START Data excerpts
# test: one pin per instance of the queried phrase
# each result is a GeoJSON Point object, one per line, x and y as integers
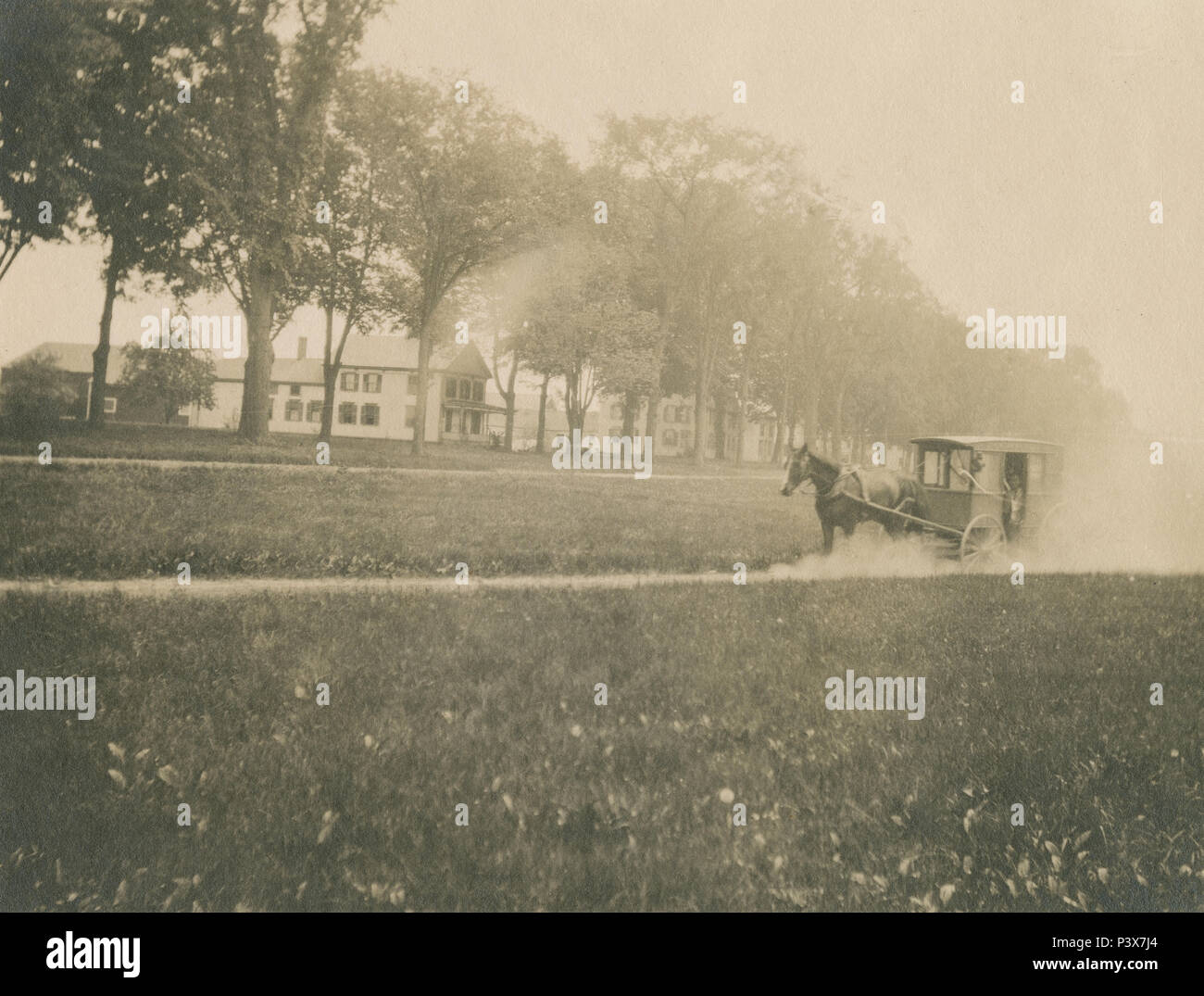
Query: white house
{"type": "Point", "coordinates": [374, 396]}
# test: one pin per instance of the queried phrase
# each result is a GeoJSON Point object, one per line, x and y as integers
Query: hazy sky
{"type": "Point", "coordinates": [1040, 208]}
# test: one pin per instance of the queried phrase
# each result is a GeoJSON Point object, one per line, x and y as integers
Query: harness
{"type": "Point", "coordinates": [854, 471]}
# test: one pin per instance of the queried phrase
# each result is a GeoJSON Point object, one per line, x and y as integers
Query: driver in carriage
{"type": "Point", "coordinates": [1012, 505]}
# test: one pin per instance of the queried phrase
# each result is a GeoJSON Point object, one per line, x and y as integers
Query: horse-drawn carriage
{"type": "Point", "coordinates": [973, 495]}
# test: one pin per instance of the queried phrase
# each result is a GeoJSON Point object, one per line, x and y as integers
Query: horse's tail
{"type": "Point", "coordinates": [911, 489]}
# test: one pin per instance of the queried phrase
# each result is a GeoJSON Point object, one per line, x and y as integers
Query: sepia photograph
{"type": "Point", "coordinates": [601, 457]}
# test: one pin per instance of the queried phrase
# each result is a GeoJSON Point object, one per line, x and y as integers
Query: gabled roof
{"type": "Point", "coordinates": [371, 352]}
{"type": "Point", "coordinates": [469, 362]}
{"type": "Point", "coordinates": [991, 444]}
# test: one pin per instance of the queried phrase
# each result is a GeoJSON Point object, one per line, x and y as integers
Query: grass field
{"type": "Point", "coordinates": [1036, 695]}
{"type": "Point", "coordinates": [113, 522]}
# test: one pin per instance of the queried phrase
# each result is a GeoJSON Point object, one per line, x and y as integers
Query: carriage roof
{"type": "Point", "coordinates": [991, 444]}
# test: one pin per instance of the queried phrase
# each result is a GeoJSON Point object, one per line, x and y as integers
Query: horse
{"type": "Point", "coordinates": [838, 489]}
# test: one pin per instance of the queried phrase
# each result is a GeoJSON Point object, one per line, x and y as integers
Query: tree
{"type": "Point", "coordinates": [129, 153]}
{"type": "Point", "coordinates": [36, 392]}
{"type": "Point", "coordinates": [259, 113]}
{"type": "Point", "coordinates": [474, 184]}
{"type": "Point", "coordinates": [40, 107]}
{"type": "Point", "coordinates": [585, 326]}
{"type": "Point", "coordinates": [693, 193]}
{"type": "Point", "coordinates": [168, 377]}
{"type": "Point", "coordinates": [345, 253]}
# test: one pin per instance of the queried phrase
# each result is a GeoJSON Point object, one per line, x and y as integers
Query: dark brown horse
{"type": "Point", "coordinates": [838, 489]}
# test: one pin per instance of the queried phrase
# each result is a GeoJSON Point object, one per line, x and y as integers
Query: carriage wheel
{"type": "Point", "coordinates": [983, 542]}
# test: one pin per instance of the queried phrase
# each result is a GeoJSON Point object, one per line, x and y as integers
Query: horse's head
{"type": "Point", "coordinates": [796, 470]}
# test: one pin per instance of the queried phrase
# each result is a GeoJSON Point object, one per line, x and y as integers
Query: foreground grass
{"type": "Point", "coordinates": [164, 442]}
{"type": "Point", "coordinates": [113, 522]}
{"type": "Point", "coordinates": [1036, 695]}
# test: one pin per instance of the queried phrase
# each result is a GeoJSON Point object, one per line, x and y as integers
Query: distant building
{"type": "Point", "coordinates": [374, 396]}
{"type": "Point", "coordinates": [677, 433]}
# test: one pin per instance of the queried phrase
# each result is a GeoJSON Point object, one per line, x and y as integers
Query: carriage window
{"type": "Point", "coordinates": [959, 462]}
{"type": "Point", "coordinates": [935, 468]}
{"type": "Point", "coordinates": [1035, 471]}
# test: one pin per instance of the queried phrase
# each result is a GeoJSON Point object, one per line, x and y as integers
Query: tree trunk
{"type": "Point", "coordinates": [742, 412]}
{"type": "Point", "coordinates": [811, 428]}
{"type": "Point", "coordinates": [543, 409]}
{"type": "Point", "coordinates": [329, 378]}
{"type": "Point", "coordinates": [630, 409]}
{"type": "Point", "coordinates": [424, 377]}
{"type": "Point", "coordinates": [510, 397]}
{"type": "Point", "coordinates": [838, 425]}
{"type": "Point", "coordinates": [100, 354]}
{"type": "Point", "coordinates": [257, 382]}
{"type": "Point", "coordinates": [699, 421]}
{"type": "Point", "coordinates": [779, 435]}
{"type": "Point", "coordinates": [329, 381]}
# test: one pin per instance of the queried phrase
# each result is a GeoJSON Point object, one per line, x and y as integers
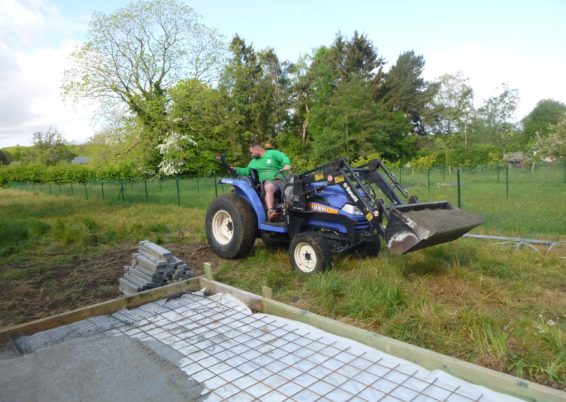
END Data excerpts
**What you should do:** Repeat the entries exactly, without pictures.

**Output:**
# test: one pin per instance of the queried phrase
# each result is a GeoJSON Point object, one per line, x and y as integers
Query: white house
{"type": "Point", "coordinates": [374, 396]}
# test: one pin per instance of the queried phrase
# each result is a GeoJSON Point object, one per line, x and y as integers
Query: hazy sky
{"type": "Point", "coordinates": [1040, 208]}
# test: one pin per instance of the queried phrase
# each result is a GeoJSON Point object, one per line, x and y as integers
Query: harness
{"type": "Point", "coordinates": [854, 471]}
# test: one pin per instance of the queried phrase
# each result is a GeoJSON Point object, one per line, x and y as integers
Query: driver in carriage
{"type": "Point", "coordinates": [1012, 505]}
# test: one pin per instance of the queried phrase
# each result is a GeoJSON Point object, one per line, x and y as integers
Query: horse-drawn carriage
{"type": "Point", "coordinates": [973, 495]}
# test: one pin per instance of the queried phrase
# each result is a GeoJSON Point object, one per line, x and y as integers
Query: horse's tail
{"type": "Point", "coordinates": [911, 489]}
# test: one pin per instance of the queried phrase
# each result is a GeoJSON Point object, one per line, x and y as integers
Query: sepia photograph
{"type": "Point", "coordinates": [601, 457]}
# test: one pin per instance of the queried phrase
# each result is a GeoJSON Point object, one per line, x and y as integers
Query: gabled roof
{"type": "Point", "coordinates": [371, 352]}
{"type": "Point", "coordinates": [469, 362]}
{"type": "Point", "coordinates": [991, 444]}
# test: one pin per instance of the queried phrase
# each result is a GeoJSON Point object, one per line, x and y as integers
Query: grass field
{"type": "Point", "coordinates": [1036, 695]}
{"type": "Point", "coordinates": [113, 522]}
# test: one pin per instance of the queried phrase
# each result is a GeoJSON Point object, one per line, x and y as integers
Query: carriage roof
{"type": "Point", "coordinates": [991, 444]}
# test: one pin per instance of the queried phrase
# each result is a GeoJSON Point object, one per line, x and y as integers
Query: horse
{"type": "Point", "coordinates": [838, 489]}
# test: one pin per instance of the queried phrase
# each result is a GeoJSON Point object, one per line, x and y as integers
Query: tree
{"type": "Point", "coordinates": [129, 153]}
{"type": "Point", "coordinates": [36, 392]}
{"type": "Point", "coordinates": [259, 113]}
{"type": "Point", "coordinates": [474, 184]}
{"type": "Point", "coordinates": [40, 107]}
{"type": "Point", "coordinates": [585, 326]}
{"type": "Point", "coordinates": [693, 193]}
{"type": "Point", "coordinates": [168, 377]}
{"type": "Point", "coordinates": [345, 253]}
# test: one pin per instance of the queried phrase
# each result is a GeoJSON Point object, one per line, x and y as integers
Query: dark brown horse
{"type": "Point", "coordinates": [838, 489]}
# test: one pin per instance of the queried phrase
# each result is a GeoJSON Point object, one per line, x and y as integers
Query: carriage wheel
{"type": "Point", "coordinates": [983, 542]}
# test: one pin per instance of the queried phrase
# each result is a GeoJSON Point object, one per line, x and y as integers
Query: horse's head
{"type": "Point", "coordinates": [796, 470]}
# test: one pin per instance of the queried phrase
# each result is a GeoJSON Point object, one per line, x and y as integers
Query: foreground grass
{"type": "Point", "coordinates": [164, 442]}
{"type": "Point", "coordinates": [113, 522]}
{"type": "Point", "coordinates": [1036, 695]}
# test: one pin per instance of the queried phrase
# each result is a GeoJSON Point object, one per line, x and y as integers
Query: distant building
{"type": "Point", "coordinates": [374, 396]}
{"type": "Point", "coordinates": [677, 433]}
# test: one pin per instance of the queried phrase
# each result is a GeoJSON Point object, one per line, x and y as integers
Query: carriage window
{"type": "Point", "coordinates": [959, 462]}
{"type": "Point", "coordinates": [935, 468]}
{"type": "Point", "coordinates": [1035, 471]}
# test: one pin per instance of the queried phrase
# each result is a GeoJSON Point object, one per line, x and y as integers
Query: tree trunk
{"type": "Point", "coordinates": [742, 412]}
{"type": "Point", "coordinates": [811, 428]}
{"type": "Point", "coordinates": [543, 409]}
{"type": "Point", "coordinates": [329, 378]}
{"type": "Point", "coordinates": [630, 409]}
{"type": "Point", "coordinates": [424, 377]}
{"type": "Point", "coordinates": [510, 397]}
{"type": "Point", "coordinates": [838, 425]}
{"type": "Point", "coordinates": [100, 354]}
{"type": "Point", "coordinates": [257, 382]}
{"type": "Point", "coordinates": [699, 421]}
{"type": "Point", "coordinates": [779, 435]}
{"type": "Point", "coordinates": [329, 381]}
# test: one pin per instance of the queried phrase
# each result is a GeoJSON Point object, one per line, x and y as integers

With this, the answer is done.